== ÉNONCÉ A ==
Répondez à ces questions à partir de la page ci-dessous :
(i) Dans quel hameau Laurence a-t-elle habité au tout début, après son installation à Saint-Julien-de-Jordanne ?
(ii) Dans quelle commune ses arrière-grands-parents ont-ils fait construire une maison identique à un pavillon de Neuilly-sur-Seine ?
(iii) Qui lui a vendu le terrain où se trouve le chalet ?

== PAGE ==
# # #
Crêperie Ptite dorée Saint-Julien-de-Jordanne

Laurence, crêperie La P'tite Dorée

Lorsque le GR 400 s’approche du village de Saint-Julien-de-Jordanne, juste avant le pont, un beau chalet en bordure de rivière attire irrésistiblement le randonneur, avec sa grande terrasse ensoleillée. Nous sommes ici chez Laurence Valette, qui régale depuis plus de quinze ans les habitants de la vallée comme les touristes de passage avec ses fameux bourriols (crêpes levées typiques de la région). 

Laurence, experte en bourriols

Peux-tu nous raconter ton histoire personnelle avec cette vallée ?

Mes arrière-grands-parents étaient des auvergnats de Paris, qui ont fait affaire à la capitale et qui, à la retraite, comme beaucoup d’autres, sont « remontés » dans le Cantal. Comme il y avait à Neuilly-sur-Seine un pavillon bourgeois qu’ils admiraient beaucoup, ils ont entrepris des travaux colossaux pour construire une maison identique à Saint-Cirgues-de-Jordanne, face au pont de Gétine ! Mes parents étant restés à Paris, nous y passions toutes nos vacances, c’est ainsi que j’ai vécu une partie de mon enfance dans la vallée. 

À mon tour, dans les années 2000, j’ai quitté Paris pour m’installer à Saint-Julien-de-Jordanne. Au tout début, j’ai habité à deux pas d’ici, dans le petit hameau du Felgeadou, qui a connu son heure de gloire en 1997 en accueillant le tournage du film XXL avec Gérard Depardieu ! Puis j’ai souhaité me rapprocher de la route et du GR 400 pour accueillir plus facilement les gens de passage, et depuis lors je suis installée dans ce chalet.

Dans ma généalogie, le plus lointain ancêtre auquel j’ai pu remonter habitait le hameau de Fournol au XVIIe siècle. Et c’est un paysan de Fournol qui m’a vendu ce terrain. Ici, les agriculteurs ne cèdent pas facilement leurs terres, mais quand j’ai expliqué mon projet de restaurant, cet homme qui est peut-être un très lointain cousin n’a pas hésité, et du jour au lendemain l’affaire était conclue. C’est pourquoi aujourd’hui encore, on voit les vaches passer derrière la maison pour rejoindre le pré, c’est qu’on est ici sur des terres agricoles.

Parle-nous de tes bourriols !
# # #
== ÉNONCÉ B ==
Recopiez à l'identique les lignes des données ci-dessous, de celle qui contient « search: sky » jusqu'à la fin des lignes, bornes incluses.
# # #
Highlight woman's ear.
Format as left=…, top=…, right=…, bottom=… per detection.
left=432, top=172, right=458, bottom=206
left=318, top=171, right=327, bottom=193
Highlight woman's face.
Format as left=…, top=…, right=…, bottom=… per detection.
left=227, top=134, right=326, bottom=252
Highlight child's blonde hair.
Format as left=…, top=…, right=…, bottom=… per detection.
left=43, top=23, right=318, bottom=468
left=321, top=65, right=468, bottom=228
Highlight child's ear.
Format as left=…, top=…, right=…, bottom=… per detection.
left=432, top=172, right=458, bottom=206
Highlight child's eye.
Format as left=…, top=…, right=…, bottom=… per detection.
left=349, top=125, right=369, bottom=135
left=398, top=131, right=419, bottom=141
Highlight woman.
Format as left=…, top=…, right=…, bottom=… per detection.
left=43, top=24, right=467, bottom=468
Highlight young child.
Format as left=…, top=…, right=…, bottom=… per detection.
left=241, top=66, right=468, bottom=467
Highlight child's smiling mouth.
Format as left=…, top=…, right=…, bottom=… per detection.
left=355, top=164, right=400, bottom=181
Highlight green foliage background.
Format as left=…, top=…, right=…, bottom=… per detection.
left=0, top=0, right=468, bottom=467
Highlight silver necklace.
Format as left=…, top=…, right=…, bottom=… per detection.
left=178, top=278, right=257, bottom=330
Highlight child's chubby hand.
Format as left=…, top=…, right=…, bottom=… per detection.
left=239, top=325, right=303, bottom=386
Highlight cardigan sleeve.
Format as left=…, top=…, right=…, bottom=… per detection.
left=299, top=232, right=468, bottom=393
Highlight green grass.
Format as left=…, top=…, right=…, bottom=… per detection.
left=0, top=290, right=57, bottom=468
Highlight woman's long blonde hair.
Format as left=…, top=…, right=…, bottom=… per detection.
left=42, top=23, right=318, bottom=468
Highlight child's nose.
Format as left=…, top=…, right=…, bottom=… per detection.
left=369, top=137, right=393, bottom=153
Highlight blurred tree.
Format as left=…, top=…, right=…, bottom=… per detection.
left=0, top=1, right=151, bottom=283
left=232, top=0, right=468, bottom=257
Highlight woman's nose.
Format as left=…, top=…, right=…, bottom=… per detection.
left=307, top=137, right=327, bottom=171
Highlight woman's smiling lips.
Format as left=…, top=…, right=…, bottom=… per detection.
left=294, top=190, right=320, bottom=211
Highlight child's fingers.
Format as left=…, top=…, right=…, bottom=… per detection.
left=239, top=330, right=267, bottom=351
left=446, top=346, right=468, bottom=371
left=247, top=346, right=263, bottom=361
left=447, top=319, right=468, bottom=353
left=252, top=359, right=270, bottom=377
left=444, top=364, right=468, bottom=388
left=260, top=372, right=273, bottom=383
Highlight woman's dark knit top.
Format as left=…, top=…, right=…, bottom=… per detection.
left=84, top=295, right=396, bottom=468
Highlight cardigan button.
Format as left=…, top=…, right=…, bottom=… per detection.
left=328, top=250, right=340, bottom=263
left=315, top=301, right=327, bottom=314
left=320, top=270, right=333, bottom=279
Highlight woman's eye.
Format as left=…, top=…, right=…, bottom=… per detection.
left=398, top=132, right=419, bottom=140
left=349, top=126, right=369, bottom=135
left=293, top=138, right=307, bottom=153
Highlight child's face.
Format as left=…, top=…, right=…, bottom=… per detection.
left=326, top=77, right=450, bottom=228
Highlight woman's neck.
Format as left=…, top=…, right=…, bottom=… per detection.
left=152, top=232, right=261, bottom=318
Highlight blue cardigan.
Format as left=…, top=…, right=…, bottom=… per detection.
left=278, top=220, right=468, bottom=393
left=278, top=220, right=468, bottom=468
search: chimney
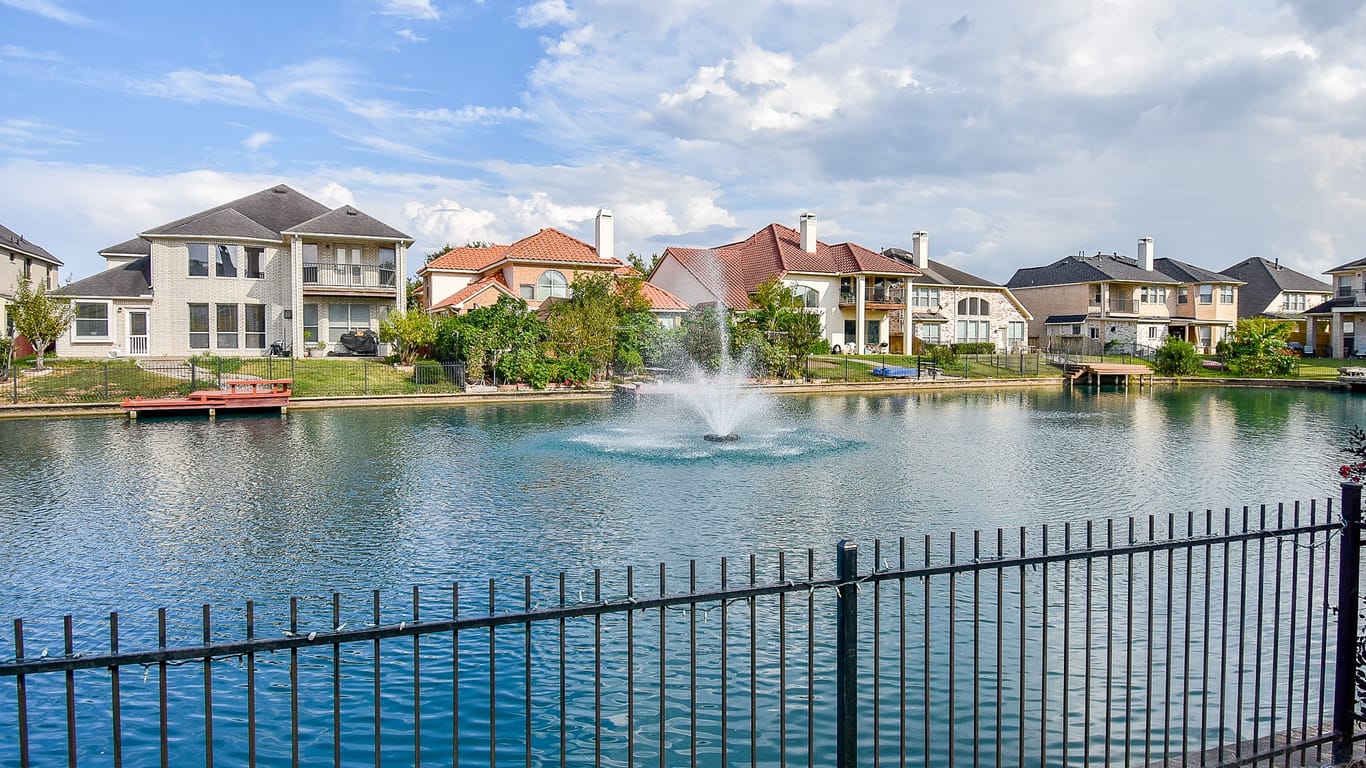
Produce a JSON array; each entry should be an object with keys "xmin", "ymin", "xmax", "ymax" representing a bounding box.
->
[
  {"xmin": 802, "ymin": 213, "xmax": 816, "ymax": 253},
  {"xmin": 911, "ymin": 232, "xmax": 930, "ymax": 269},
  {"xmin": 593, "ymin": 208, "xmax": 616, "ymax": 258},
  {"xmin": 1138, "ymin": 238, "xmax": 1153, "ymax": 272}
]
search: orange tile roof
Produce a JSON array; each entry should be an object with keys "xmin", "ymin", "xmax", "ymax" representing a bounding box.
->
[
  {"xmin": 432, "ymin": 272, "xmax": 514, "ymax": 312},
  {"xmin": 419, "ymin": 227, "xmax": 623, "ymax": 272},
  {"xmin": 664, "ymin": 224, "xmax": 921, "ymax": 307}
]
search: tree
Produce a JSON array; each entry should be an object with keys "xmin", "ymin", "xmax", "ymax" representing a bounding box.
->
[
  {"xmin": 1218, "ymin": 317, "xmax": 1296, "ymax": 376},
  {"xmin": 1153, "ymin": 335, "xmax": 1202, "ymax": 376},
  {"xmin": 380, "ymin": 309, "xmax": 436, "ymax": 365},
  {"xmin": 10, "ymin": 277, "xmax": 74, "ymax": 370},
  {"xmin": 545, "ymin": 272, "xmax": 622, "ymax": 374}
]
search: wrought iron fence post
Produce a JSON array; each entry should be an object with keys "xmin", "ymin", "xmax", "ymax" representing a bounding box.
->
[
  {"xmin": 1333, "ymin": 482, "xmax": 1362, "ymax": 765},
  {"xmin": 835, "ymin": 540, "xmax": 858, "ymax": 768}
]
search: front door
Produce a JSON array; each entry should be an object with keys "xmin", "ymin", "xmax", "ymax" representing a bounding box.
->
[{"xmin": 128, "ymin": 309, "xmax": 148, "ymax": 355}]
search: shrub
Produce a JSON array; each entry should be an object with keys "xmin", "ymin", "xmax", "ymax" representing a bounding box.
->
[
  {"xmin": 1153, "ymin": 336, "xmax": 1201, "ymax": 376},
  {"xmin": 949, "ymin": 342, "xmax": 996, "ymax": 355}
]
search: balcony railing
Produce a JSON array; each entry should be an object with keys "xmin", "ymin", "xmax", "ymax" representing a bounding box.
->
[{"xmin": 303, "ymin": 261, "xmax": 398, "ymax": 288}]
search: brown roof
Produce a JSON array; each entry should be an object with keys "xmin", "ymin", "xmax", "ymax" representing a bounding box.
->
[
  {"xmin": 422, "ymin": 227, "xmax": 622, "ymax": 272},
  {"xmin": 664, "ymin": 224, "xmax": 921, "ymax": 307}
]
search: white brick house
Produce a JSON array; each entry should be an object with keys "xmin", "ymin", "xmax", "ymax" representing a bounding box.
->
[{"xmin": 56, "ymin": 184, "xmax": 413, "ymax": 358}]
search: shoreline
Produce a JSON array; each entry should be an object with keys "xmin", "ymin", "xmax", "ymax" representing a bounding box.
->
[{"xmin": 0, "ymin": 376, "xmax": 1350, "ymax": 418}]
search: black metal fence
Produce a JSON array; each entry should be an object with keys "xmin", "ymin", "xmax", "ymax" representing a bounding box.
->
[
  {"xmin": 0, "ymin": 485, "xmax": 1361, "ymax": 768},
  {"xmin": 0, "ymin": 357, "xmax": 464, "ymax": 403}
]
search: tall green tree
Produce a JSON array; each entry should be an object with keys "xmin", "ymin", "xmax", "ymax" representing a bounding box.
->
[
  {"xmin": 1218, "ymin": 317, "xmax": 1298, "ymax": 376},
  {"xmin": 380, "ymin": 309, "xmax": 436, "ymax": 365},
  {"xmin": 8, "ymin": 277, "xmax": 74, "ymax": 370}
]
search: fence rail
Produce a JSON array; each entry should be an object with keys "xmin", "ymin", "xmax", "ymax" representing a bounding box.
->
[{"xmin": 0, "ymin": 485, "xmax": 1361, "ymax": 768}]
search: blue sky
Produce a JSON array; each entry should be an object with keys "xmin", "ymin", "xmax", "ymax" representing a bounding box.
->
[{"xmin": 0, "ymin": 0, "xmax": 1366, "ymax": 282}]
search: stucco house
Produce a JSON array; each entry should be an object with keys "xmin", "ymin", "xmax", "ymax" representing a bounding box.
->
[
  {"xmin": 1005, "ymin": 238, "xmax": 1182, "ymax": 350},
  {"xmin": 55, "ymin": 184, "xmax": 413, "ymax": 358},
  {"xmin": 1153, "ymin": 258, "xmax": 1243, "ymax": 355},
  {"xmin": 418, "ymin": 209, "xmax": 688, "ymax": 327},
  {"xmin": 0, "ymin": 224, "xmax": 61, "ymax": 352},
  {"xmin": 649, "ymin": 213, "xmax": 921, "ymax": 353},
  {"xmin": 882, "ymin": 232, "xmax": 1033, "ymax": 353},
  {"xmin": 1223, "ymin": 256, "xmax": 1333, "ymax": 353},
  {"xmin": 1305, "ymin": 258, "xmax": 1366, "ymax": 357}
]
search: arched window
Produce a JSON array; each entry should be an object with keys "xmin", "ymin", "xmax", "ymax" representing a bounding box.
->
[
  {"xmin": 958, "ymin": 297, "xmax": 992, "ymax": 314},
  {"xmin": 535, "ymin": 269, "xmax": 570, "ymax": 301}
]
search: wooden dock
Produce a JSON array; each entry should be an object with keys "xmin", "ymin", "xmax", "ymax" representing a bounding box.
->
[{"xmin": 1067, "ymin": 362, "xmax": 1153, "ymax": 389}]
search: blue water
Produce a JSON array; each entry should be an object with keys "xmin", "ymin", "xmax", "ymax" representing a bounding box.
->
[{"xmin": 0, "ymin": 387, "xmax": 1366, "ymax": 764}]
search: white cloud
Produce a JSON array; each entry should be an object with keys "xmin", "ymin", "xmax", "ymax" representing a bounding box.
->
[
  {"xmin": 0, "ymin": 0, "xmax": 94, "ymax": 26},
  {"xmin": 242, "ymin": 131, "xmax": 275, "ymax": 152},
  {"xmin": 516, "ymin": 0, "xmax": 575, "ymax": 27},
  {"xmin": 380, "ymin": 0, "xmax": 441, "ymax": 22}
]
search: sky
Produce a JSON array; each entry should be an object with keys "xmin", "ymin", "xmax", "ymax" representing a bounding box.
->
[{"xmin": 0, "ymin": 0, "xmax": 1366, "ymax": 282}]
# # #
== RÉPONSE A ==
(i) Dans le hameau du Felgeadou.
(ii) À Saint-Cirgues-de-Jordanne, face au pont de Gétine.
(iii) Un paysan de Fournol.

== RÉPONSE B ==
search: sky
Produce a JSON array; each entry should be an object with keys "xmin", "ymin", "xmax", "ymax" representing a bounding box.
->
[{"xmin": 0, "ymin": 0, "xmax": 1366, "ymax": 282}]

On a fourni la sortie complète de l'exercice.